Textauszug:

____

Und wenn uns bei all diesen Überlegungen von einer Herrlichkeit zur anderen auch einfällt, was wir in unserem Leben unleugbar schlecht gemacht haben, bekommen wir gesagt: Ja, das ist wahr, da hat es viel Dunkles in eurem Leben gegeben, das Gott euch nicht vertuschen lässt und selbst nicht so tut, als wäre es nicht so schlimm gewesen und „nicht der Rede wert.“ Aber, und das ist wieder das Erlösende, bei dem uns der berühmte „Stein vom Herzen“ fallen darf: Er ist ein Gott, der verzeiht, der, wie Jesaja sagt: „All meine Sünden warfst du hinter deinen Rücken“ (38,17); ein Gott, der den Stoff unseres Lebens so sauber macht, als wäre nie etwas passiert: „Wären eure Sünden auch rot wie Scharlach, sie sollen weiß werden wie Schnee. Wären sie rot wie Purpur, sie sollen weiß werden wie Wolle.“ (Jes 1,18)
Und wie geht es mit unserer Berufung zur Heiligkeit dann im wirklichen Leben, in unserer „Lebenswirklichkeit“, um ein heutiges Modewort zu gebrauchen? Die vielleicht beste Antwort sind die unzählig vielen Männer und Frauen der Kirchengeschichte, die wir „Heilige“ nennen und auch diejenigen, die wir selbst kennen oder gekannt haben, die anonyme Heilige sind.

____

Datenauszüge:
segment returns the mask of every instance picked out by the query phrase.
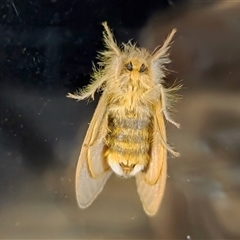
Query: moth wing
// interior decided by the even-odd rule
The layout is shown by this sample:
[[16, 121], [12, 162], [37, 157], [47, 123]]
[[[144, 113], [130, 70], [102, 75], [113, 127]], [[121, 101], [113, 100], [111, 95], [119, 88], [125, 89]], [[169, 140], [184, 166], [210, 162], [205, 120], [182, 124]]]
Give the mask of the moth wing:
[[102, 191], [112, 171], [103, 159], [107, 130], [106, 99], [100, 98], [84, 139], [76, 170], [76, 197], [80, 208], [88, 207]]
[[167, 179], [167, 150], [162, 144], [162, 140], [166, 142], [164, 118], [160, 111], [156, 115], [150, 162], [146, 172], [136, 176], [138, 194], [145, 212], [150, 216], [157, 213]]

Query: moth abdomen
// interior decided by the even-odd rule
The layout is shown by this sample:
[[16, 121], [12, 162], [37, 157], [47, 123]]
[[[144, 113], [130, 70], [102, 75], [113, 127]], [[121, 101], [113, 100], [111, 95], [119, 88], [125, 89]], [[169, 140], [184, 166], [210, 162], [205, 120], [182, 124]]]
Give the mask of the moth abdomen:
[[106, 137], [108, 163], [118, 164], [123, 172], [131, 176], [138, 164], [142, 169], [149, 162], [151, 144], [151, 121], [148, 118], [112, 118]]

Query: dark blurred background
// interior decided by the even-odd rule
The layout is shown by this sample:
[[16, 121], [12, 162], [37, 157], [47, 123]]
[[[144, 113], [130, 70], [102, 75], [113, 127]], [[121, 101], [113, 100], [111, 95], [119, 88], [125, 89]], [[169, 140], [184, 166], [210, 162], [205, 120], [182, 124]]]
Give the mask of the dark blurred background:
[[[134, 179], [112, 176], [86, 210], [75, 201], [97, 100], [65, 96], [89, 83], [103, 21], [119, 43], [149, 50], [178, 30], [167, 85], [184, 85], [174, 114], [182, 128], [167, 130], [181, 157], [169, 156], [154, 218]], [[1, 1], [0, 238], [239, 239], [239, 38], [239, 1]]]

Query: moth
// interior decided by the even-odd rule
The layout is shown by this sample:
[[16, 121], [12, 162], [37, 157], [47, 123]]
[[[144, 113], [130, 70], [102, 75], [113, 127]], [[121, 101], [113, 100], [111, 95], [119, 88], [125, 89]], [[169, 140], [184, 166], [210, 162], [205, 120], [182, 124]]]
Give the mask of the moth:
[[137, 191], [145, 212], [156, 214], [167, 178], [165, 120], [180, 127], [170, 115], [181, 86], [164, 87], [165, 65], [176, 32], [152, 53], [129, 41], [118, 46], [106, 22], [105, 50], [91, 83], [67, 97], [77, 101], [101, 98], [84, 139], [76, 170], [76, 197], [80, 208], [88, 207], [102, 191], [112, 172], [136, 177]]

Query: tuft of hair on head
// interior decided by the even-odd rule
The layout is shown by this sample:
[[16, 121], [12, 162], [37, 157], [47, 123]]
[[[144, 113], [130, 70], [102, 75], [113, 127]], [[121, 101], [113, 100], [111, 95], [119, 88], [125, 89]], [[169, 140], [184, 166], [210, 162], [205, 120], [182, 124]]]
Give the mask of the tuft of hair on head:
[[108, 50], [113, 51], [119, 57], [121, 55], [121, 50], [119, 49], [116, 41], [114, 40], [113, 34], [111, 33], [107, 22], [103, 22], [102, 25], [104, 27], [103, 40], [106, 44], [106, 47], [108, 48]]
[[160, 48], [159, 47], [155, 48], [155, 50], [151, 54], [153, 62], [160, 58], [162, 60], [162, 63], [166, 64], [170, 62], [170, 60], [168, 59], [169, 56], [168, 50], [173, 42], [172, 38], [176, 32], [177, 30], [174, 28], [172, 32], [168, 35], [163, 45]]

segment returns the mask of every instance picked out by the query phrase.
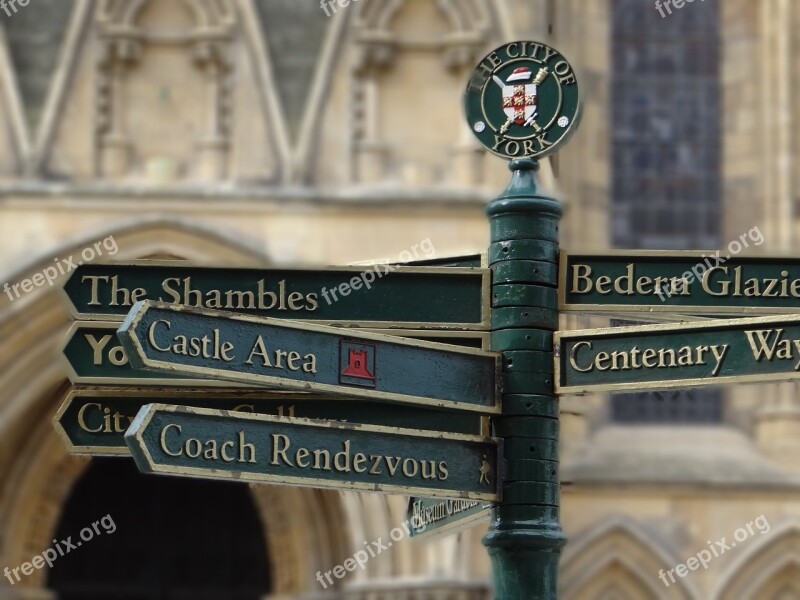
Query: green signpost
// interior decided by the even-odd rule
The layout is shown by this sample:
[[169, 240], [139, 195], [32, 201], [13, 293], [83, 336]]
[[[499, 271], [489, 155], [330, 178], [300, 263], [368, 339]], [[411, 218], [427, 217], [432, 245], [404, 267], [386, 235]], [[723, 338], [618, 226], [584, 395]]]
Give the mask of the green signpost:
[[561, 252], [564, 311], [619, 315], [775, 315], [800, 312], [800, 258], [715, 252]]
[[487, 207], [491, 244], [492, 350], [503, 354], [502, 501], [483, 543], [497, 600], [554, 600], [566, 538], [558, 522], [558, 401], [553, 331], [561, 204], [536, 182], [538, 159], [555, 152], [580, 120], [574, 70], [557, 50], [532, 41], [490, 52], [464, 95], [467, 122], [490, 152], [515, 159], [506, 190]]
[[[121, 453], [120, 435], [138, 409], [124, 440], [146, 472], [414, 494], [409, 518], [416, 524], [415, 536], [423, 527], [424, 535], [457, 531], [491, 511], [483, 541], [493, 564], [494, 597], [554, 600], [566, 541], [559, 524], [556, 384], [559, 392], [627, 385], [625, 373], [605, 368], [608, 361], [623, 364], [622, 356], [598, 358], [595, 351], [628, 352], [630, 364], [634, 360], [620, 331], [622, 337], [607, 338], [603, 332], [558, 334], [556, 359], [559, 305], [656, 312], [648, 287], [656, 284], [647, 278], [680, 278], [680, 270], [696, 257], [665, 262], [642, 254], [640, 262], [632, 259], [641, 277], [633, 281], [631, 274], [629, 288], [628, 264], [620, 257], [564, 254], [559, 298], [563, 211], [539, 191], [535, 173], [538, 160], [559, 149], [580, 120], [573, 68], [545, 44], [504, 44], [473, 72], [464, 106], [477, 140], [512, 159], [511, 183], [487, 207], [491, 244], [486, 255], [317, 270], [154, 261], [79, 267], [64, 286], [73, 314], [101, 321], [125, 317], [125, 322], [117, 332], [121, 346], [107, 337], [116, 324], [73, 328], [64, 355], [74, 382], [200, 388], [233, 381], [324, 396], [306, 394], [301, 402], [296, 393], [258, 396], [246, 389], [76, 392], [56, 417], [72, 451]], [[676, 293], [665, 301], [665, 314], [698, 312], [697, 306], [709, 312], [712, 306], [713, 312], [719, 306], [731, 312], [746, 308], [748, 300], [736, 290], [748, 296], [748, 284], [738, 288], [719, 279], [743, 276], [735, 269], [740, 263], [727, 264], [730, 272], [718, 269], [707, 276], [711, 289], [729, 285], [724, 301], [715, 304], [703, 295], [713, 292], [678, 289], [669, 282]], [[760, 273], [754, 276], [790, 277], [775, 275], [779, 265], [774, 263], [749, 264]], [[800, 284], [795, 290], [793, 281], [786, 281], [784, 295], [784, 284], [775, 285], [774, 302], [764, 287], [758, 294], [751, 289], [751, 296], [760, 298], [763, 310], [789, 310]], [[739, 325], [714, 324], [713, 333], [659, 327], [665, 340], [659, 343], [672, 344], [679, 361], [679, 338], [695, 336], [693, 357], [721, 356], [712, 374], [717, 378], [730, 369], [722, 364], [728, 355], [720, 354], [727, 350], [720, 348], [733, 352], [731, 346], [748, 335], [742, 327], [759, 327], [767, 333], [754, 334], [762, 358], [748, 366], [751, 374], [792, 376], [787, 365], [800, 364], [800, 356], [792, 354], [800, 351], [800, 322]], [[418, 337], [419, 330], [439, 331], [443, 340], [481, 349], [397, 337]], [[489, 330], [489, 349], [495, 352], [487, 352], [480, 337]], [[478, 337], [464, 340], [465, 332]], [[653, 341], [643, 329], [634, 333], [639, 336], [631, 338], [635, 344]], [[698, 346], [706, 349], [701, 353]], [[572, 364], [563, 363], [565, 352], [578, 361], [575, 373], [568, 371]], [[669, 362], [668, 357], [665, 350], [663, 360]], [[693, 360], [680, 365], [688, 369], [681, 371], [689, 374], [685, 381], [703, 381], [709, 364]], [[589, 364], [595, 366], [588, 369]], [[142, 368], [157, 373], [135, 371]], [[656, 374], [649, 381], [662, 379]], [[186, 406], [159, 403], [167, 401]], [[492, 415], [495, 437], [487, 436], [487, 419], [477, 414]]]
[[367, 328], [488, 329], [489, 271], [370, 265], [236, 269], [180, 262], [85, 264], [64, 284], [73, 315], [121, 320], [151, 299]]
[[125, 441], [144, 472], [442, 498], [498, 497], [493, 438], [149, 404]]
[[411, 497], [406, 517], [411, 524], [411, 537], [431, 539], [457, 533], [489, 521], [491, 502], [479, 500], [442, 500]]
[[250, 412], [279, 417], [326, 419], [384, 427], [482, 435], [482, 417], [472, 413], [432, 410], [360, 400], [332, 399], [317, 394], [249, 390], [130, 390], [91, 388], [73, 390], [53, 424], [73, 454], [129, 454], [123, 437], [146, 404], [169, 402], [180, 406]]
[[483, 350], [146, 300], [117, 336], [134, 366], [251, 385], [494, 413]]
[[564, 331], [555, 343], [564, 394], [800, 379], [797, 315]]

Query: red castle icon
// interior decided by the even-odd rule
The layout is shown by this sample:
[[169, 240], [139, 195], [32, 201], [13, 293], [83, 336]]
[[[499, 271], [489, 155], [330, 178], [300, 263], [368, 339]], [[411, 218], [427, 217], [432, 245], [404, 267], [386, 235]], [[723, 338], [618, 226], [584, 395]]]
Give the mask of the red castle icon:
[[367, 351], [349, 348], [347, 367], [342, 371], [342, 375], [348, 377], [358, 377], [359, 379], [375, 380], [375, 376], [369, 372], [367, 367]]

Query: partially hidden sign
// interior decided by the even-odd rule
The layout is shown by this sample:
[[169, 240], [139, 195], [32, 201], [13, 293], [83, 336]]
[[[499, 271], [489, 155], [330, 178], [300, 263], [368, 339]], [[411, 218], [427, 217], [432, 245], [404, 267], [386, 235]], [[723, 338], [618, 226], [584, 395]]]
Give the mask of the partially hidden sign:
[[500, 355], [483, 350], [152, 301], [117, 336], [134, 367], [173, 376], [500, 410]]
[[148, 473], [499, 499], [494, 438], [150, 404], [125, 441]]

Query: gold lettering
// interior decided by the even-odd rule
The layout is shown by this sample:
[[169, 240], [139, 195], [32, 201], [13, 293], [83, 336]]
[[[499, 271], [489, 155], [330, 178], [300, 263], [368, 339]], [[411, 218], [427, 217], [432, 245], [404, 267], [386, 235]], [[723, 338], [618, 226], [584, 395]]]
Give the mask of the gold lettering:
[[578, 366], [578, 348], [580, 348], [581, 346], [588, 346], [589, 350], [592, 349], [591, 342], [586, 342], [586, 341], [578, 342], [572, 347], [572, 350], [570, 350], [569, 364], [572, 365], [572, 368], [578, 371], [579, 373], [590, 373], [594, 369], [594, 365], [592, 363], [589, 363], [589, 366], [586, 367], [585, 369], [581, 369]]
[[154, 333], [156, 325], [158, 325], [159, 323], [164, 323], [167, 326], [167, 331], [172, 329], [172, 324], [169, 321], [162, 321], [162, 320], [153, 321], [153, 323], [150, 325], [150, 328], [147, 330], [147, 341], [149, 341], [150, 345], [159, 352], [169, 352], [170, 351], [169, 346], [167, 346], [166, 348], [161, 348], [158, 344], [156, 344], [156, 338]]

____

Übungsaufgaben:
1. Wer wird im Textauszug über Gottes Vergebung mit den Worten „All meine Sünden warfst du hinter deinen Rücken“ zitiert?
2. Tausche in den Einträgen von der Zeile mit „Query: red castle icon“ bis zur Zeile mit „372], [367, 367]]“ „castle“ gegen „tower“ aus. Gib nur diese Zeilen zurück, sonst unverändert.
Der Textauszug und die Einträge hängen nicht miteinander zusammen.

Lösungen im Einzelnen:
1. Jesaja.

2.
Query: red tower icon
// interior decided by the even-odd rule
The layout is shown by this sample:
[[169, 240], [139, 195], [32, 201], [13, 293], [83, 336]]
[[[499, 271], [489, 155], [330, 178], [300, 263], [368, 339]], [[411, 218], [427, 217], [432, 245], [404, 267], [386, 235]], [[723, 338], [618, 226], [584, 395]]]
Give the mask of the red tower icon:
[[367, 351], [349, 348], [347, 367], [342, 371], [342, 375], [348, 377], [358, 377], [359, 379], [375, 380], [375, 376], [369, 372], [367, 367]]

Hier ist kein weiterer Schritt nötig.